• _Stated task_:
Retype precisely the section of the data that starts at the line containing "Identify a point for each instance of the ground" and runs to its final line, ends included.

>> Start Provided entries

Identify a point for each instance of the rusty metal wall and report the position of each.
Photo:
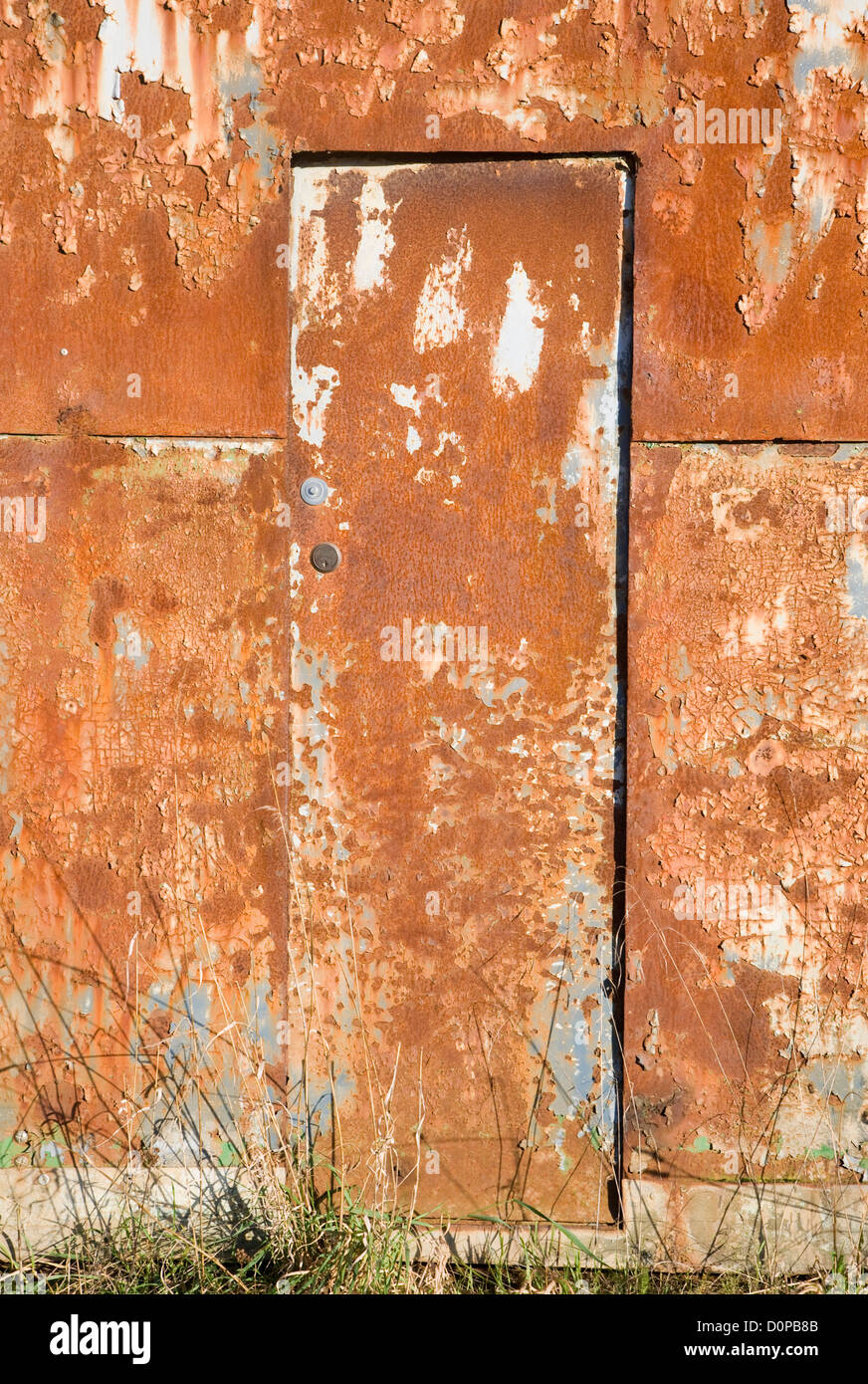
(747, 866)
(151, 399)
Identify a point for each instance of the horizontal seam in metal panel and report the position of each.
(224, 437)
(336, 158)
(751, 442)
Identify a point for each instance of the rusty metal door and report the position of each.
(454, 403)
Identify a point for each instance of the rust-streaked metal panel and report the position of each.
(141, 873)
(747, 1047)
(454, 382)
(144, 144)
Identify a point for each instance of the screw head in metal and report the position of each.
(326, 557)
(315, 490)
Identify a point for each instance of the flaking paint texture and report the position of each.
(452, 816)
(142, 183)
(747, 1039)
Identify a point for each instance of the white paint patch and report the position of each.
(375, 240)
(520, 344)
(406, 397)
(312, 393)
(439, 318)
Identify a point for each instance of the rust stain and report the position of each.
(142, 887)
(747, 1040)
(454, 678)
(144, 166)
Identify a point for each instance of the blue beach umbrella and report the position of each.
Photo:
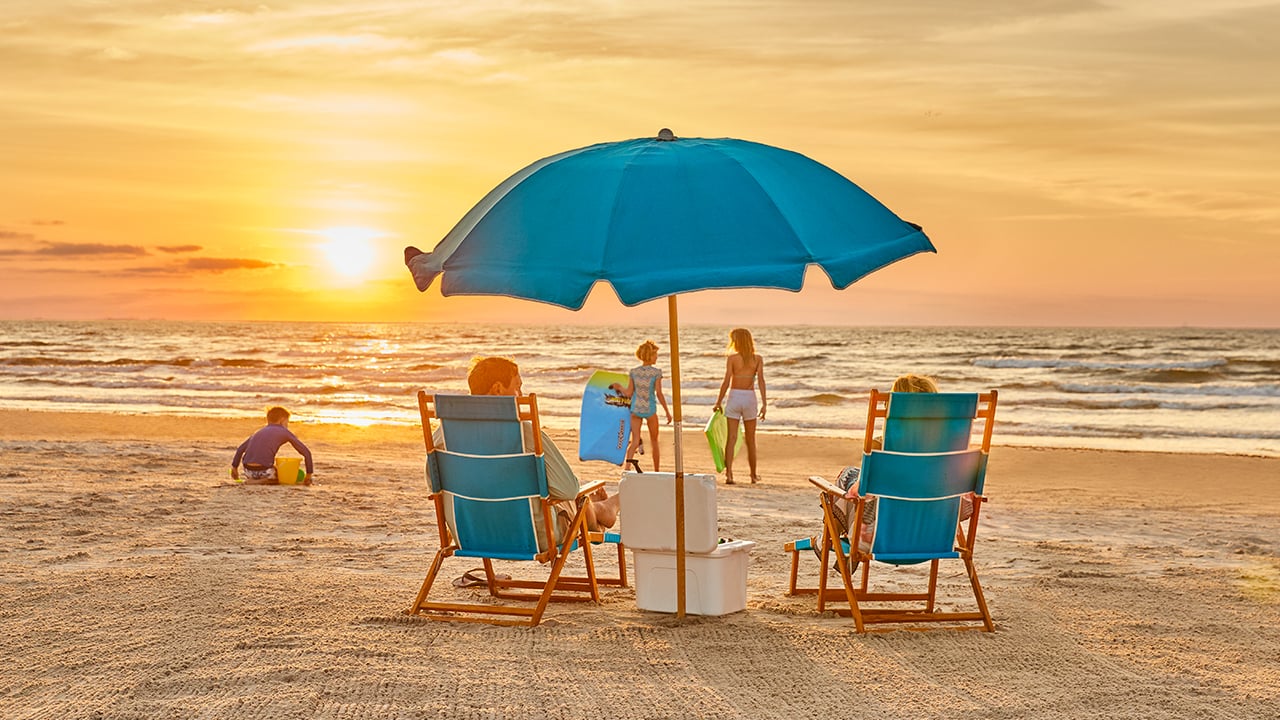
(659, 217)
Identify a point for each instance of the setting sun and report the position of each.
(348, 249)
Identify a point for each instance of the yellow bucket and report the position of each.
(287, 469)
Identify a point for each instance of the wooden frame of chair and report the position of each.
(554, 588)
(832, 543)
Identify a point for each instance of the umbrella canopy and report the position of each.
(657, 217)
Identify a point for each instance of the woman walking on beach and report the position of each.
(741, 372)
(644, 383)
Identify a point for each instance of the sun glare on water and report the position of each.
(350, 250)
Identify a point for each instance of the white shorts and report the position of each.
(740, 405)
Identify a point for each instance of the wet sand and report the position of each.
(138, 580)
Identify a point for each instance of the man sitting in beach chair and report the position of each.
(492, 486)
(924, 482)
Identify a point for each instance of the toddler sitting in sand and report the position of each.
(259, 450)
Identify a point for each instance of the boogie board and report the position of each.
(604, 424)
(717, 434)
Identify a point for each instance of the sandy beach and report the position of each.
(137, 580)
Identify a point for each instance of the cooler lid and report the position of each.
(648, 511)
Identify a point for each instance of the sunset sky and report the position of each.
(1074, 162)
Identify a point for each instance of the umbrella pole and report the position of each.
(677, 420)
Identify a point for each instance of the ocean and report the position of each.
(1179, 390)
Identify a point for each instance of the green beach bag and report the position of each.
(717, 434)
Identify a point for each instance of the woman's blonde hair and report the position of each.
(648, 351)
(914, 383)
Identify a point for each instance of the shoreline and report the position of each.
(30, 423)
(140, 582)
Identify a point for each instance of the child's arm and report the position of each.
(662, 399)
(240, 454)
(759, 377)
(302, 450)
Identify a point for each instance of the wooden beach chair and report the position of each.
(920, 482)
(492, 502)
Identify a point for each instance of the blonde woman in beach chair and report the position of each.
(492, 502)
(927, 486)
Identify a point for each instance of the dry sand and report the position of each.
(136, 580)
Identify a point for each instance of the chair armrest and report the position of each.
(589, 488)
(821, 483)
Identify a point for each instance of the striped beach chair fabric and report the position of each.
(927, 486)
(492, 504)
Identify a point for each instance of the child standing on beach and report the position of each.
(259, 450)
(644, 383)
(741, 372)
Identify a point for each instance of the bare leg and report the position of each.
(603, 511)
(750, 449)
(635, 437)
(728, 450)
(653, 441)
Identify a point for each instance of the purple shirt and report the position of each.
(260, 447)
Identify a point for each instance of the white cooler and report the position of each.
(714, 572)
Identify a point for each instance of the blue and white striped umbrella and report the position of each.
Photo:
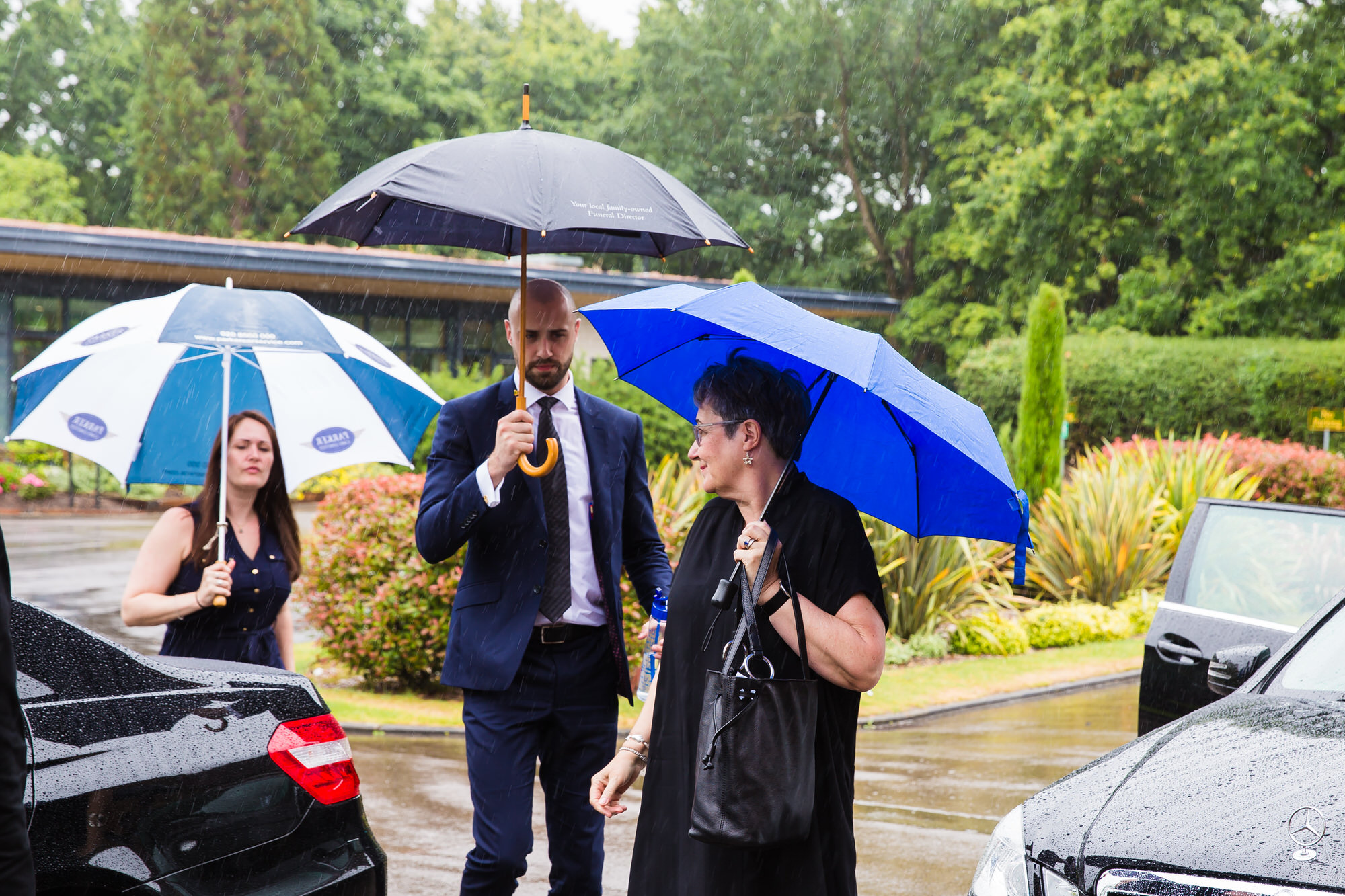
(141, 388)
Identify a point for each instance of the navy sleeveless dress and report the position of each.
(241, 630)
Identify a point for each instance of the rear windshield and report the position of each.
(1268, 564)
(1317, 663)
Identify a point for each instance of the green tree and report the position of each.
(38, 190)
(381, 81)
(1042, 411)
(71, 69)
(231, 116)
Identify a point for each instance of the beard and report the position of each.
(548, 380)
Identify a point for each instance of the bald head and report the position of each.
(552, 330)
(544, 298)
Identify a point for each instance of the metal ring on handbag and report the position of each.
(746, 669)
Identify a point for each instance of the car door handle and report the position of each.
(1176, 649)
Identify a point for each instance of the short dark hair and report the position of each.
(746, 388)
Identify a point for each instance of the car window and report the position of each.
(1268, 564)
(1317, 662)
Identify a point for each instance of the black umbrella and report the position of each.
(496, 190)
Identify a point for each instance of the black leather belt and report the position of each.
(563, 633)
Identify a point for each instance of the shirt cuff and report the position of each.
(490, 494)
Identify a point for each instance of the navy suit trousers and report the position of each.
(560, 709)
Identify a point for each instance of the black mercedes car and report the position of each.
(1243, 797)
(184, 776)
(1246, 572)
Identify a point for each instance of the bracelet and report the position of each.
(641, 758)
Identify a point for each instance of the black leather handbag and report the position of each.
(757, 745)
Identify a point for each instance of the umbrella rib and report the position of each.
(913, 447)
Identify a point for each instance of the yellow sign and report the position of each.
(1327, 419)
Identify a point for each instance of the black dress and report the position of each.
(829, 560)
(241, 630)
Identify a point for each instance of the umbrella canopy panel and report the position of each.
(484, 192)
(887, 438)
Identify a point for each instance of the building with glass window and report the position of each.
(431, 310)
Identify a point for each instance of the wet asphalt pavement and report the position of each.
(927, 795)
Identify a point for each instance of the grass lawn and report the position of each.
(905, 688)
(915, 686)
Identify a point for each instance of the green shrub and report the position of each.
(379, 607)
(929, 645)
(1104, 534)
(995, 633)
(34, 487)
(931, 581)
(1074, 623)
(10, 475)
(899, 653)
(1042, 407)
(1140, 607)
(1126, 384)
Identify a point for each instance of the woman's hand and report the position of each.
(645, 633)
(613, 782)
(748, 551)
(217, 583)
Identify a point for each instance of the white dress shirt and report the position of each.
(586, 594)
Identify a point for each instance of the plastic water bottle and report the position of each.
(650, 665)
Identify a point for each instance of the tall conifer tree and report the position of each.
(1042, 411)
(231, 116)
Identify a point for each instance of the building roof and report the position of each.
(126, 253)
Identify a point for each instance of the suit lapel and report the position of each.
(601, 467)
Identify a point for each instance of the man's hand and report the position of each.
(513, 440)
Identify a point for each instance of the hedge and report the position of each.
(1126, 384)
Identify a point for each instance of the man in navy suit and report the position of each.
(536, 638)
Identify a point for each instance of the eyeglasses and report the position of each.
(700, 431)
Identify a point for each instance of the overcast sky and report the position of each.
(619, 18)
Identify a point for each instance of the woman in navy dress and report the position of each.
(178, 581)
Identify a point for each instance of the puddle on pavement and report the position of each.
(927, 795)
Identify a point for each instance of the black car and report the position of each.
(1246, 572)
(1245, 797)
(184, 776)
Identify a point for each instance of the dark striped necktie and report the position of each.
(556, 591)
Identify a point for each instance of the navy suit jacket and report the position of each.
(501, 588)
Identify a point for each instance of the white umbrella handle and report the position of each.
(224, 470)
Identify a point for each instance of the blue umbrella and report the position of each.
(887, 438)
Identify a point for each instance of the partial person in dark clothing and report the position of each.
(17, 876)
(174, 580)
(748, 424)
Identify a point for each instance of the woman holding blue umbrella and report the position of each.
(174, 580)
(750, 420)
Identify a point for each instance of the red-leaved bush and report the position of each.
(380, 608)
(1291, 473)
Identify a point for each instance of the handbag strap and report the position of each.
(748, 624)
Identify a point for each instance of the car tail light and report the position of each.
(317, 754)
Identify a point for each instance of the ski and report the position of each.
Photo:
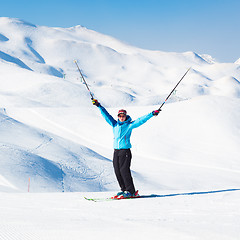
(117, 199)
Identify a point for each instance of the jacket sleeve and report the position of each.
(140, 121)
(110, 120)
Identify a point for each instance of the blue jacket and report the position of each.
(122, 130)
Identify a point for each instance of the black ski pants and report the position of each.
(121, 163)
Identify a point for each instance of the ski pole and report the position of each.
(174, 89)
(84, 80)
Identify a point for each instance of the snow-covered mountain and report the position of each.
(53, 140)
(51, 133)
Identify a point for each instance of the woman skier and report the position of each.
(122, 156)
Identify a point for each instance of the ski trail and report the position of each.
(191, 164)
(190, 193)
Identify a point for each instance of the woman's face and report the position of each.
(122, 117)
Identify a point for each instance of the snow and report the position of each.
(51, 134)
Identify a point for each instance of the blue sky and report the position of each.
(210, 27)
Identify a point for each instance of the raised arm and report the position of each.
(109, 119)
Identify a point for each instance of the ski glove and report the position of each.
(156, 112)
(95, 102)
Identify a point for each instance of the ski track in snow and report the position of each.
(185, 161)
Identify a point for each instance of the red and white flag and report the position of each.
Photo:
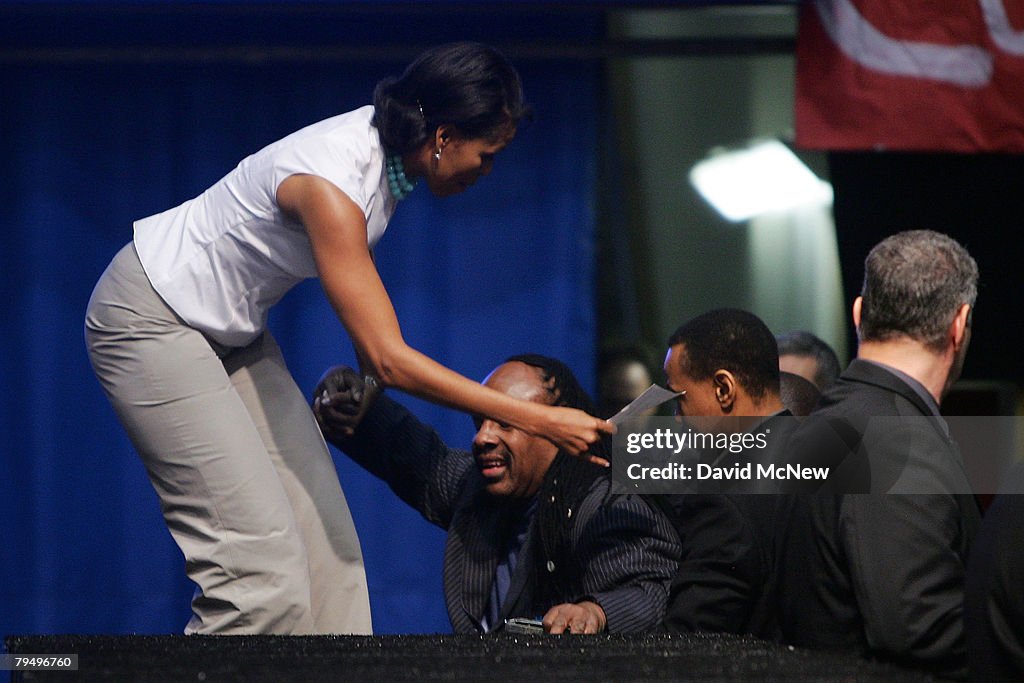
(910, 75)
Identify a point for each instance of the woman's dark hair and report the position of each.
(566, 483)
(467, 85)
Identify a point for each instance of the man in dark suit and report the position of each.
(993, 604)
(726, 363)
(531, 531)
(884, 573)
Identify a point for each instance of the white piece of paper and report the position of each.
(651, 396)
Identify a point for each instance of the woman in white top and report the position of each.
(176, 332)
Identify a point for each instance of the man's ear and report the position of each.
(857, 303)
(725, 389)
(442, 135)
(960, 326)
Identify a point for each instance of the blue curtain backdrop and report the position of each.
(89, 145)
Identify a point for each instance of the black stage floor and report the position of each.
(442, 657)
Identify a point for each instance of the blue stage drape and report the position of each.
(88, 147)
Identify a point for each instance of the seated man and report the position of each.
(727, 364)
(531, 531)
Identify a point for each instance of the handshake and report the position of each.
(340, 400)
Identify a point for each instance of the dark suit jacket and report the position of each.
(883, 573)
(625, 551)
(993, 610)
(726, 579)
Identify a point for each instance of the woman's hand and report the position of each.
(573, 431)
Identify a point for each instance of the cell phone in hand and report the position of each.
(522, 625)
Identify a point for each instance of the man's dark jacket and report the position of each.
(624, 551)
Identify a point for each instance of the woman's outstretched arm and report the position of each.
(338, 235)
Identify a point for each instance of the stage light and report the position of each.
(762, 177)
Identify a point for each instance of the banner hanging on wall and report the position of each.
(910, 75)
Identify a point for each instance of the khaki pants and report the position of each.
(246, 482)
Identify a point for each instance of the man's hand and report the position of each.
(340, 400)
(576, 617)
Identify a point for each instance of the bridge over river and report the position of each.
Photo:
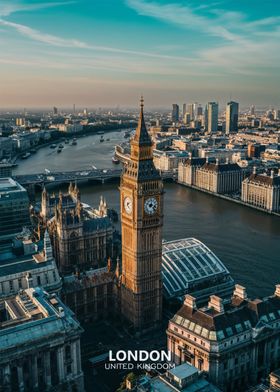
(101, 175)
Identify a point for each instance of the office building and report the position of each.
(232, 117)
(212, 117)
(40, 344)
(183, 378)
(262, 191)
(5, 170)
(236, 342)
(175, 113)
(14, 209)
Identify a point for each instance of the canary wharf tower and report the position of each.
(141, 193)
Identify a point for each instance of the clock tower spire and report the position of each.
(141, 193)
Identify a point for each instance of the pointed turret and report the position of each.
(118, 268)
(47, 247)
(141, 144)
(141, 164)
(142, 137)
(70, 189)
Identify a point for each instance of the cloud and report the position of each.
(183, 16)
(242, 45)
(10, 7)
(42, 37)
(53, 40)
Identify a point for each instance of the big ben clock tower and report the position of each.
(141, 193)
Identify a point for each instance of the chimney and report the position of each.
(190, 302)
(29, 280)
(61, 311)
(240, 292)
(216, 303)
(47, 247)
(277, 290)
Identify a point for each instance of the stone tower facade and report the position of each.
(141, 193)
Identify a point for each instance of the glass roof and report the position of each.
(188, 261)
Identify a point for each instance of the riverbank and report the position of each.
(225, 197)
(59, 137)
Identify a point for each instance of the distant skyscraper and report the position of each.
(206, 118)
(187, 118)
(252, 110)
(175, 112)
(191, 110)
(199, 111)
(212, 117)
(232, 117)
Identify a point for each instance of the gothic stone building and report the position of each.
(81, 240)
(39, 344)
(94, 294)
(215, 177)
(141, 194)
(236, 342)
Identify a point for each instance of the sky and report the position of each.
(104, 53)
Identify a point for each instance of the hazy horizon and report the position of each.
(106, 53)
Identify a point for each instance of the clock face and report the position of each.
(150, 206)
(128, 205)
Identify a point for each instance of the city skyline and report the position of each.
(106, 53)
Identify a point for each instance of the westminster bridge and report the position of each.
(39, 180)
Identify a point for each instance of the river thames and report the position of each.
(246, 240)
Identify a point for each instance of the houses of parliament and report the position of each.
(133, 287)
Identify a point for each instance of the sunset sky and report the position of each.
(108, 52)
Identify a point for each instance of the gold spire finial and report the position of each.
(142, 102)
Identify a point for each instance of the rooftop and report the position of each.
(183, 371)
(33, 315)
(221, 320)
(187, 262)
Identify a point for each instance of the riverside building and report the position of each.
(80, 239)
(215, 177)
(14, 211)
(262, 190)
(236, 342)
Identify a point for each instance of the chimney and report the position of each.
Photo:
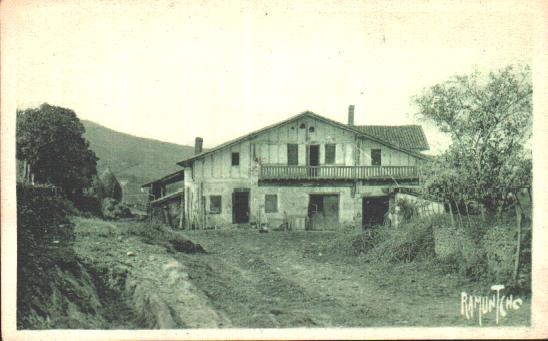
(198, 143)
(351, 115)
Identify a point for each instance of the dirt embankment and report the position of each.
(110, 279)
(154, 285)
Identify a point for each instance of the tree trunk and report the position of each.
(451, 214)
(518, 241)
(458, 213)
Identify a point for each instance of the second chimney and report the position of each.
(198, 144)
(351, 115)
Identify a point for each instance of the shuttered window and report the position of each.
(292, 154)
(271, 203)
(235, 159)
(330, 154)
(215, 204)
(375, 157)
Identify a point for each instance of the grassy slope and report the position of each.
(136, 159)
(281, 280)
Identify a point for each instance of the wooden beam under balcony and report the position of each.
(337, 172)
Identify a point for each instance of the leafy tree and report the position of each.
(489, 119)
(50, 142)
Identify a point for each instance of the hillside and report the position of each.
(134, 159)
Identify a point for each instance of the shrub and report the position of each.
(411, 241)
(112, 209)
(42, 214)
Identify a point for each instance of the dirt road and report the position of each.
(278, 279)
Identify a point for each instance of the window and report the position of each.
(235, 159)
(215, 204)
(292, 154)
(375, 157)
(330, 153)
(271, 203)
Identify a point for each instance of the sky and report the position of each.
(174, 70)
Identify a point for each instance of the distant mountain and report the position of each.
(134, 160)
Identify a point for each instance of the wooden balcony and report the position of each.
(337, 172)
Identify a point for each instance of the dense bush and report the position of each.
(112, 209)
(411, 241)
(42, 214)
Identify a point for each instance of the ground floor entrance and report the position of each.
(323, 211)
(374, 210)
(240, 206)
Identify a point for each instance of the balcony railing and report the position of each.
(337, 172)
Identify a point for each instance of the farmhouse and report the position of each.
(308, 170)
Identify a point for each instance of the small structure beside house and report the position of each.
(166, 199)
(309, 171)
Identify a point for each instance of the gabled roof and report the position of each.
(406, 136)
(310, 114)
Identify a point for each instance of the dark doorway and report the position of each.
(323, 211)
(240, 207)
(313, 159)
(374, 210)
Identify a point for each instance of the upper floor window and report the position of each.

>> End Provided entries

• _Result_:
Identify a point for each instance of the ground floor entrance and report the position of each.
(323, 211)
(374, 210)
(240, 206)
Identify a point for each instance of the balcony railing and report the position of each.
(337, 172)
Identify a point for each instance of the farmhouse and report the position of each.
(308, 170)
Identify a point for each instance of the small structure beside house and report the position of each.
(166, 199)
(309, 171)
Identify a point for each instance of the gabled roof and report the position of each.
(406, 136)
(310, 114)
Identify a point for each instance of the dark doorway and report the position of each.
(323, 211)
(240, 207)
(313, 159)
(374, 210)
Identify a point for each instance of the upper floor window and report the position of each.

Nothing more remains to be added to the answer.